**Goal a**
In the records, copy out word for word the part that opens with the line containing "Return the outline of every instance of the gray" and runs to the end of the records.

**Quoted text**

┄┄┄┄┄┄┄┄┄┄

Inspections - Not Enough Cops on the Beat
Thorough inspections are an effective deterrent against environmental crime (ELR 2000), and the core of any good enforcement program. A June 2000 report from the U.S. General Accounting Office lists inspection frequency as the number one indicator of an enforcement program's effectiveness (GAO 2000).
There is no evidence, on the other hand, that the "compliance assistance" approach to enforcement increases deterrence or reduces pollution, and substantial evidence that it does not (NCSL 1998, Ohio Citizen Action, Rivers Unlimited, Ohio Sierra Club, and Ohio PIRG 1999, EWG 1999, EWG 2000). An Environmental Working Group analysis of the most recent validated data from the states shows that replacing a punitive enforcement system with one based on "working with" law breakers has lead to a free ride for some of the nation's worst polluters, who in many cases are not even being inspected. In fact, the states that most stridently advocate the compliance assistance approach to enforcement - Ohio, Michigan and Texas - have some of the lowest inspection rates in the country for precisely the polluters who should be inspected most often: those classified by the U.S. EPA as high priority violators of the law (Table 1).
Failing to inspect known violators of environmental laws is the policy equivalent of letting criminals out on parole, but not requiring them to check with their parole officers. If the worst environmental law-breaking factories are not even inspected, there is no way that the nation's environmental laws can ever be enforced.

┄┄┄┄┄┄┄┄┄┄

**Data shown**
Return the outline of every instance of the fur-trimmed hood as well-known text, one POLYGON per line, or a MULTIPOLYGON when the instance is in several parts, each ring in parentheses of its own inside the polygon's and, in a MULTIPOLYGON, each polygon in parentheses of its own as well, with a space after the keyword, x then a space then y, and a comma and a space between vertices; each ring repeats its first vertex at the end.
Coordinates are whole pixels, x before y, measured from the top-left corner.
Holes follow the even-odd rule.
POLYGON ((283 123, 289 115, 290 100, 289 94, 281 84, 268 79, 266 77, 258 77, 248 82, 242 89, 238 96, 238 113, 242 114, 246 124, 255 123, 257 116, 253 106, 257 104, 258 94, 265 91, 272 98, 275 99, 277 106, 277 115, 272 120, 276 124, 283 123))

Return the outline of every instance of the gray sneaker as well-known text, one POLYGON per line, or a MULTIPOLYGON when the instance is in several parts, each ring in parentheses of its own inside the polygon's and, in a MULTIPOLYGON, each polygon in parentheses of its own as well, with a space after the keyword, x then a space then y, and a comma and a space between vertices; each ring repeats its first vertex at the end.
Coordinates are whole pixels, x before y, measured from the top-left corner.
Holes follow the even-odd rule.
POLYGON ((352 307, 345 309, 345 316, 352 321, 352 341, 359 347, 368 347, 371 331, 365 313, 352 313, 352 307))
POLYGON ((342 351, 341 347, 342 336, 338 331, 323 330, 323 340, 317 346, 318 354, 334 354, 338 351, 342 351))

┄┄┄┄┄┄┄┄┄┄

**Goal b**
List every state that the text on environmental inspections names as a strong backer of the compliance assistance approach.

**Correct result a**
Return the outline of every instance of the gray sneaker as well-known text, one POLYGON per line, or a MULTIPOLYGON when the instance is in several parts, each ring in parentheses of its own inside the polygon's and, in a MULTIPOLYGON, each polygon in parentheses of its own as well, with a space after the keyword, x then a space then y, and a comma and a space between vertices; each ring repeats its first vertex at the end.
Coordinates are whole pixels, x before y, measured from the top-left corner.
Holes follow the even-odd rule.
POLYGON ((352 307, 345 309, 345 316, 352 321, 352 341, 359 347, 368 347, 371 331, 365 313, 352 313, 352 307))
POLYGON ((342 351, 341 347, 342 336, 338 331, 323 330, 323 340, 317 346, 318 354, 334 354, 338 351, 342 351))

**Correct result b**
Ohio, Michigan, Texas